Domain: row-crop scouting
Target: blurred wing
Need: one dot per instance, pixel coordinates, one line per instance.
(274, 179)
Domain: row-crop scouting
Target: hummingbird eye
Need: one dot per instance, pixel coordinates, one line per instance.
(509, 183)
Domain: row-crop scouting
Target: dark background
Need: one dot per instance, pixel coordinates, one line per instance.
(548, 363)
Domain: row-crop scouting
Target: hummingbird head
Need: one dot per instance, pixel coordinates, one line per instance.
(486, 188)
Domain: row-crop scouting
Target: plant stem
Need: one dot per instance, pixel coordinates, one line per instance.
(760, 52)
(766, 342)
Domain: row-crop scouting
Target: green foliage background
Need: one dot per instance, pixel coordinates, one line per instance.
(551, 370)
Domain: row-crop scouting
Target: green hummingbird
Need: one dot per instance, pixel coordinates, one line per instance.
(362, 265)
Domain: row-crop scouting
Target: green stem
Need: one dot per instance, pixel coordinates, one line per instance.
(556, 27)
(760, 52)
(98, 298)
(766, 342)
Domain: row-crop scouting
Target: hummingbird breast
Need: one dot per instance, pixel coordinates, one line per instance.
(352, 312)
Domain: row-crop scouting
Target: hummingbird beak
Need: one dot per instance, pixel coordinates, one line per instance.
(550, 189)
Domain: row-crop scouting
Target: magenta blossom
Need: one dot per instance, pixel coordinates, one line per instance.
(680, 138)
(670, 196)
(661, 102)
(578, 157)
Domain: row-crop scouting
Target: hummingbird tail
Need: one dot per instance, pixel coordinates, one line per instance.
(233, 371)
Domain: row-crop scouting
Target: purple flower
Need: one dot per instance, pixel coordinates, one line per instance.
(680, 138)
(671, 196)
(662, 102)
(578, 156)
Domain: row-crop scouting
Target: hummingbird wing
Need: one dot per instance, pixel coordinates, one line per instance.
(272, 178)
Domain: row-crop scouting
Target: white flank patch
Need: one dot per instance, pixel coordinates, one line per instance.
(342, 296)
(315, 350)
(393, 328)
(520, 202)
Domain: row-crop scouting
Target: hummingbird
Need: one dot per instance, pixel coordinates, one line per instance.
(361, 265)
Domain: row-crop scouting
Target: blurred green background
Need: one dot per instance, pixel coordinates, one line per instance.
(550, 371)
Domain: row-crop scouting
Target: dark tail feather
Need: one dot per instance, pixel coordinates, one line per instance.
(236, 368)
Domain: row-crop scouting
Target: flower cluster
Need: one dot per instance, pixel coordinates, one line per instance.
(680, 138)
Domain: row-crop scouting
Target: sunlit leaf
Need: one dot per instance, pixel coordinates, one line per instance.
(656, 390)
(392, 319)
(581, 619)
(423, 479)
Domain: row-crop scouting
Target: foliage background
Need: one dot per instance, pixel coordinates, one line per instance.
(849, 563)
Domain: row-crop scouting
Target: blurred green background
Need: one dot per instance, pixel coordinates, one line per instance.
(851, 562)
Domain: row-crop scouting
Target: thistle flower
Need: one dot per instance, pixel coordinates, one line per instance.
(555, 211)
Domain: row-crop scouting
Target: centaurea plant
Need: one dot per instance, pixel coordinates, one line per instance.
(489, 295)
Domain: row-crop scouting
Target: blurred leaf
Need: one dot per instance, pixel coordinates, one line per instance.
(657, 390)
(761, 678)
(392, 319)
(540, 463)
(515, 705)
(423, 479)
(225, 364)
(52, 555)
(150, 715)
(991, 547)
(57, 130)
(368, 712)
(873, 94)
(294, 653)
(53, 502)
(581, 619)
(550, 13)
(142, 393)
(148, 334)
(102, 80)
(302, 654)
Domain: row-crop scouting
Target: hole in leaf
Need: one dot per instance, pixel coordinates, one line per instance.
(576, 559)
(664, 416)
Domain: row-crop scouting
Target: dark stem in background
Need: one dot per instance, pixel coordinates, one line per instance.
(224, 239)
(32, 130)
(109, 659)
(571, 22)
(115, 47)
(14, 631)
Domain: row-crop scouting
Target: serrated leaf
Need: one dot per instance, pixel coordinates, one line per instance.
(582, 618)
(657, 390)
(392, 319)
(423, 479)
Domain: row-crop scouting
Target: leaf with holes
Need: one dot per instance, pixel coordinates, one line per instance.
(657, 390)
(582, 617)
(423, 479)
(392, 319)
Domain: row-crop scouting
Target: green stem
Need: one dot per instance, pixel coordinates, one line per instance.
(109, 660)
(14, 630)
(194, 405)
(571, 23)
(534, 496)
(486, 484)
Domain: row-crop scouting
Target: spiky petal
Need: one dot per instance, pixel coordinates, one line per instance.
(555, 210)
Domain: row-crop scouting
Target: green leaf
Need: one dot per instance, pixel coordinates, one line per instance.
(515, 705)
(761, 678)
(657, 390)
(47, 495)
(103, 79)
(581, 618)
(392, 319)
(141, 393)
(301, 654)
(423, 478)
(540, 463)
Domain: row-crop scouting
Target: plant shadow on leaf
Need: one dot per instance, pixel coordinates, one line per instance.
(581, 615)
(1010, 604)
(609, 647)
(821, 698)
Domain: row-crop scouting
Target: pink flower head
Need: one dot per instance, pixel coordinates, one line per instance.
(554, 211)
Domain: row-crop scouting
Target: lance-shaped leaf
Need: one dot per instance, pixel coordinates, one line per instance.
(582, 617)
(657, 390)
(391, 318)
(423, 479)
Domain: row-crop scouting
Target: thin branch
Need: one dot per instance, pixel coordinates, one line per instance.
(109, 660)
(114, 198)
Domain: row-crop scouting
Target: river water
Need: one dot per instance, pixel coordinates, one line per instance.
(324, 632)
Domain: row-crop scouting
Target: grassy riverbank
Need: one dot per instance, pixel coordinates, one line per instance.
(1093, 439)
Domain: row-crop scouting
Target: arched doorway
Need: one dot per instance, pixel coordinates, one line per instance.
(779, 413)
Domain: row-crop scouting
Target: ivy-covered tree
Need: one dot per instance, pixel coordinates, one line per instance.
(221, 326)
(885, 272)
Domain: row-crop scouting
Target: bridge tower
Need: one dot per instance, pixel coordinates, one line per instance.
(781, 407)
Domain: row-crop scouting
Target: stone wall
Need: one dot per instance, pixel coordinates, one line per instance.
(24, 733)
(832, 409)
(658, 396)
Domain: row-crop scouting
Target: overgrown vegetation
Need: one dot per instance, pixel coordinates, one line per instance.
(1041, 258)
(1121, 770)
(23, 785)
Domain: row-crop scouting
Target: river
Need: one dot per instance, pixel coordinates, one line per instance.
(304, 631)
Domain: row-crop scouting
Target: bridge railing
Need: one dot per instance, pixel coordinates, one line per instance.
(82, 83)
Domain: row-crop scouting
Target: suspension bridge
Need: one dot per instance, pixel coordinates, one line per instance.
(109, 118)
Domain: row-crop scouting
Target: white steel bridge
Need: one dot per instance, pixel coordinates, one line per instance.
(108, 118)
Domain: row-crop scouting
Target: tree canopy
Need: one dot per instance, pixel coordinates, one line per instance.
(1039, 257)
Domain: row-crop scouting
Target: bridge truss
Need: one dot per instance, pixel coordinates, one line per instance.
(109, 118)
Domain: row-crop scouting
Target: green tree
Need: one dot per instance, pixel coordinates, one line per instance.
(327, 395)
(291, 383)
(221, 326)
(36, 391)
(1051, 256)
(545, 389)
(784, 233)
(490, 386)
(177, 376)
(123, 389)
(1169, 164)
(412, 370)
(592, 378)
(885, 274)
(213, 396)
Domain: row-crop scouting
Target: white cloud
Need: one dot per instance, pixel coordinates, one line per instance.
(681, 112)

★ ★ ★ ★ ★ ★ ★

• _DO THIS_: Could you reproduce every record above exactly as it appears?

• _RESPONSE FOR THIS EXERCISE_:
Domain: row-crop scouting
Target: blurred wing
Need: one dot per instance, pixel coordinates, one line per instance.
(274, 179)
Domain: row-crop scouting
Target: hummingbird eye
Need: one dot per instance, pixel coordinates, one line per instance.
(509, 183)
Domain: row-crop scouting
Target: dark background
Need: one dot per instance, pixel coordinates, one line per instance.
(548, 363)
Domain: row-crop scouting
Target: hummingbird head
Need: one dot per instance, pixel coordinates, one line per instance.
(486, 188)
Domain: row-crop scouting
Target: plant stem
Need: one dot per instance, pixel coordinates, one line per instance.
(760, 52)
(766, 342)
Domain: row-crop scouting
Target: green foliage background
Need: one dot per instance, pixel coordinates, one line per instance.
(551, 370)
Domain: row-crop scouting
Target: green hummingbird
Need: one dot per instance, pixel coordinates, one line per instance.
(362, 265)
Domain: row-crop scouting
Target: green stem
Need: one dot per instance, pixel coordinates, one line per instance.
(556, 27)
(760, 52)
(98, 298)
(766, 342)
Domain: row-crop scouting
Target: hummingbird breast
Need: one dot per instance, pixel coordinates, one line per instance.
(352, 312)
Domain: row-crop scouting
Target: hummingbird beak
Need: one dot per instance, pixel coordinates, one line per instance.
(550, 189)
Domain: row-crop scouting
Target: magenta blossom
Need: one dot per instance, pixel coordinates, one line per instance.
(680, 138)
(670, 196)
(661, 102)
(578, 157)
Domain: row-crop scouting
Target: hummingbird tail
Need: one dot per instance, pixel coordinates, one line per instance.
(233, 371)
Domain: row-crop scouting
Target: purple flower
Need: one dot per instance, pixel coordinates, one line per instance.
(680, 138)
(671, 196)
(662, 102)
(578, 156)
Domain: row-crop scouting
Target: hummingbird wing
Need: one dot per instance, pixel coordinates, one line per instance.
(272, 178)
Domain: row-crop scouting
Target: white flank patch
Need: one dot per instance, pixel coordinates, one line per instance.
(342, 296)
(315, 350)
(393, 328)
(520, 202)
Domain: row-crop scouting
Target: hummingbird
Need: one dot per instance, pixel coordinates, one line per instance.
(361, 265)
Domain: row-crop scouting
Target: blurred green background
Need: one dot per instance, pixel coordinates, one line per instance.
(550, 371)
Domain: row-crop scouting
Target: dark tail feather
Need: one dot per instance, pixel coordinates, one line per instance.
(236, 368)
Domain: row-crop scouting
Target: flower cluster
Need: one dot per instance, pixel coordinates, one line per instance.
(680, 138)
Domain: row-crop scouting
Target: sunlit leaf
Need: one dot per instance, pixel coordinates, one line per instance.
(656, 390)
(392, 319)
(581, 619)
(423, 479)
Domain: row-crop scouting
Target: foliage background
Need: one dot per instance, pixel coordinates, one line per instance.
(849, 563)
Domain: row-crop scouting
Target: blurred green background
Need: one dot per instance, pixel coordinates, one line per instance.
(851, 562)
Domain: row-crop scouting
Target: thistle flower
Need: one dot per instance, pixel coordinates, one line per instance.
(555, 211)
Domain: row-crop scouting
Target: centaurea plant
Need: one dot per instance, pixel coordinates, one line per instance.
(489, 295)
Domain: row-crop scouting
Target: blurred leaf
Need: one dot per instance, pixel coordinates, one line per instance.
(657, 390)
(761, 678)
(392, 319)
(540, 463)
(515, 705)
(423, 479)
(225, 364)
(52, 555)
(150, 715)
(991, 547)
(57, 130)
(368, 712)
(873, 94)
(294, 653)
(53, 502)
(581, 619)
(550, 13)
(142, 393)
(148, 334)
(102, 80)
(302, 654)
Domain: row-crop scouting
Target: hole in leaf
Need: one dot per instance, pixel coordinates, one line per instance.
(576, 559)
(664, 416)
Domain: row-crop scouting
Target: dark stem in background
Need: one dot per instance, pixel coordinates, one line per instance.
(224, 239)
(32, 130)
(109, 659)
(571, 22)
(115, 47)
(14, 631)
Domain: row-crop scouting
Target: serrated leaf
Need: one dot per instance, pixel coordinates, one line per instance.
(582, 618)
(657, 390)
(392, 319)
(423, 479)
Domain: row-crop scouting
Target: leaf with holes
Need: one dot per instance, pixel coordinates, one line per instance.
(657, 390)
(582, 617)
(423, 479)
(392, 319)
Domain: row-crop scouting
Target: green stem
Need: one dot per instance, pixel coordinates, one line per instance.
(109, 660)
(14, 630)
(194, 405)
(571, 23)
(534, 496)
(486, 484)
Domain: row-crop scouting
Target: spiky petal
Need: one dot per instance, pixel coordinates, one line per instance.
(555, 210)
Domain: row-crop scouting
Target: green leaf
Need: one dot per instance, pixel coordinates, one line per instance.
(515, 705)
(761, 678)
(657, 390)
(47, 495)
(103, 79)
(581, 618)
(392, 319)
(141, 393)
(301, 654)
(423, 478)
(540, 463)
Domain: row-crop scouting
Target: plant shadow on leaf
Need: one dot per instance, pixel coordinates, one line per instance.
(581, 615)
(1010, 604)
(609, 647)
(821, 698)
Domain: row-crop scouting
Target: pink flower head
Need: one dot per instance, pixel coordinates, one line per instance.
(554, 211)
Domain: row-crop scouting
Target: lance-shaped leaf
Need: one dot per instance, pixel coordinates, one line per instance.
(582, 617)
(657, 390)
(391, 318)
(423, 479)
Domain: row-crop scouting
Target: thin branch
Need: one dot per instance, pixel coordinates, one line per instance.
(109, 660)
(114, 198)
Domain: row-crop scouting
Target: river water
Need: one dot per instance, pixel coordinates, one line per instance.
(324, 632)
Domain: row-crop scouting
Target: grassy riverbank
Need: one dot per instance, pixel coordinates, one line per instance.
(1093, 439)
Domain: row-crop scouting
Target: arched doorway
Need: one dot per instance, pixel coordinates, one line per instance.
(779, 413)
Domain: row-crop scouting
Target: ivy-covered tree
Need: one dot per instance, pixel coordinates, one line per instance.
(221, 326)
(885, 272)
Domain: row-crop scouting
Target: bridge tower
Need: one dot per instance, pixel coordinates, one line per instance.
(781, 407)
Domain: row-crop scouting
Target: stone wall
Need: one dot per instance, pixel coordinates, one line per instance.
(24, 733)
(832, 409)
(658, 396)
Domain: row-crop scouting
Target: overgrown vegetation
Need: one dot per instance, pixel coordinates, one line per instance.
(1041, 258)
(1121, 770)
(23, 785)
Domain: row-crop scouting
Target: river
Need: one dot per instance, pixel coordinates, one line per instance.
(304, 631)
Domain: row-crop scouting
Target: bridge railing
Need: one dot per instance, pixel coordinates, one line per instance.
(82, 83)
Domain: row-crop scouting
Target: suspension bridge
Need: one dot per instance, pixel coordinates, one line per instance.
(109, 118)
Domain: row-crop scouting
Target: white steel bridge
Need: one dot per instance, pixel coordinates, one line per instance.
(108, 118)
Domain: row-crop scouting
Target: tree canopy
Need: one dot per instance, pixel coordinates, one line per instance.
(1039, 257)
Domain: row-crop scouting
Target: bridge truss
Need: one dot per instance, pixel coordinates, one line per instance.
(109, 118)
Domain: row-crop scouting
Target: green tree
Need: one dot per instance, pixel coordinates, one line per instance.
(327, 395)
(291, 383)
(221, 326)
(36, 391)
(1051, 256)
(545, 389)
(784, 233)
(490, 386)
(177, 376)
(123, 389)
(1169, 164)
(412, 370)
(592, 378)
(885, 274)
(213, 396)
Domain: row-crop scouting
Target: white cloud
Need: one dot per instance, pixel coordinates, one line per instance.
(681, 112)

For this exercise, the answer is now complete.